▸ Tasks to carry out:
A: From the text on Protagoras, list the groups of people it says were troubled by the Sophists' claim.
B: Carry on the text about Protagoras from its final sentence.

[Extract to read — start]

Protagoras had the misfortune of not having his works preserved so all that we know about him comes from some extremely loose collections of stories collected six or seven hundred years after his death or from the writings of those who vaguely knew him, but disagreed with him (Diogenes Laertius was the story collector and Plato was the opponent). So we have only hearsay and bias to work with. According to what can be gleaned from Diogenes' "Lives of the Philosophers" and Plato's Dialogues, Protagoras was the first Sophist.

Protagoras claimed that for a large sum of money he would teach the young people to speak well. He would teach them ways of delivering a speech effectively while demolishing the arguments of their opponents. Few people believed his claims so, upon entering a city, Protagoras would stand in a public place and deliver a ridiculous speech, proving that black was white or some such, awing the locals with his verbal abilities and immediately landing contracts to be taught to speak like him. Those who claimed to teach this power of perfect speech became known as Sophists.
Naturally, this claim annoyed a lot of people. The traditional ruling families of cities saw their ancestral positions of status threatened. Defenders of traditional morality became very worried that these thinkers, who laughed at the old ways of doing things, would corrupt the youth and lastly, those who were convinced that things like "Truth" and "Courage" had specific meanings were deeply disturbed when someone claimed sufficient verbal ability to argue both sides of an argument and win. Central to the Sophist ideal (according to their enemies) was that there was no true answer to a question but that whatever position the speaker chose could be defended to the last.
Protagoras himself had two famous quotes, which are presented as follows taken from Diogenes Laertius' work Lives of the Philosophers, IX 50-56:
"Man is the measure of all things, of things that are that they are, and of things that are not that they are not."
"Concerning the gods, I am not in a position to know either that they exist or that they do not exist; for there are many obstacles in the way of such knowledge, notably the intrinsic obscurity of the subject and the shortness of human life."

[Extract to read — finish]
[Recorded data — start]

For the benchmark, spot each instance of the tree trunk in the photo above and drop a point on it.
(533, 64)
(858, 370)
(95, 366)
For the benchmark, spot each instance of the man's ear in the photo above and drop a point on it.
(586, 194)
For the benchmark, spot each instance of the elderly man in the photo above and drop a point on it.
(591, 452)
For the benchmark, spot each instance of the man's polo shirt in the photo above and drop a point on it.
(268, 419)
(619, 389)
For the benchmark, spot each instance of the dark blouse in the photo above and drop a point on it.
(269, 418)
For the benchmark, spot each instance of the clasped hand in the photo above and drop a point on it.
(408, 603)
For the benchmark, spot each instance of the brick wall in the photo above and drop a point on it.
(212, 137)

[Recorded data — finish]
[Recorded data — start]

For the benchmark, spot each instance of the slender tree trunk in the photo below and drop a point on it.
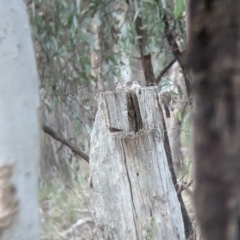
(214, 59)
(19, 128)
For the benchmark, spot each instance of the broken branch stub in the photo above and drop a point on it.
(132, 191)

[Recorded data — finish]

▸ Answers to the exercise:
A:
- The traditional ruling families of cities
- Defenders of traditional morality
- Those who were convinced that things like "Truth" and "Courage" had specific meanings

B:
It's hard to know if these were actually beliefs of Protagoras or if these were the catchy sentences that he would start his show arguments with. One of the later Sophists (Gorgias of Leontini) once stated that Being is impossible, that even if something existed that we could have no Knowledge of it and that even if we could know Being, we could never communicate this knowledge to anyone. You have to suspect he was showing off, so Protagoras may have been doing the same here. We are fairly sure that he was one of the first thinkers to study the structure of language for the purposes of argument, which must have made him formidable indeed.


I will leave you with the following tale (almost certainly legendary, as the same story is told of Corax and Tisias) about Protagoras. The story goes that a poor pupil came to him and told him that he was desperate to learn rhetoric but could not afford the fees. Protagoras took pity on the young Euathlus and promised to teach him on the understanding that Euathlus would repay him once he had won his first lawsuit. Euathlus proved a brilliant pupil, but upon completing the training, Euathlus not only refused to pay but refused to plead cases before the courts. Protagoras did what every good teacher should do and took him to court. He reasoned that he couldn't lose his fee because "… if I win the case, I should get the fee because I have won it; If you win the case, I should get the fee because you have won it!"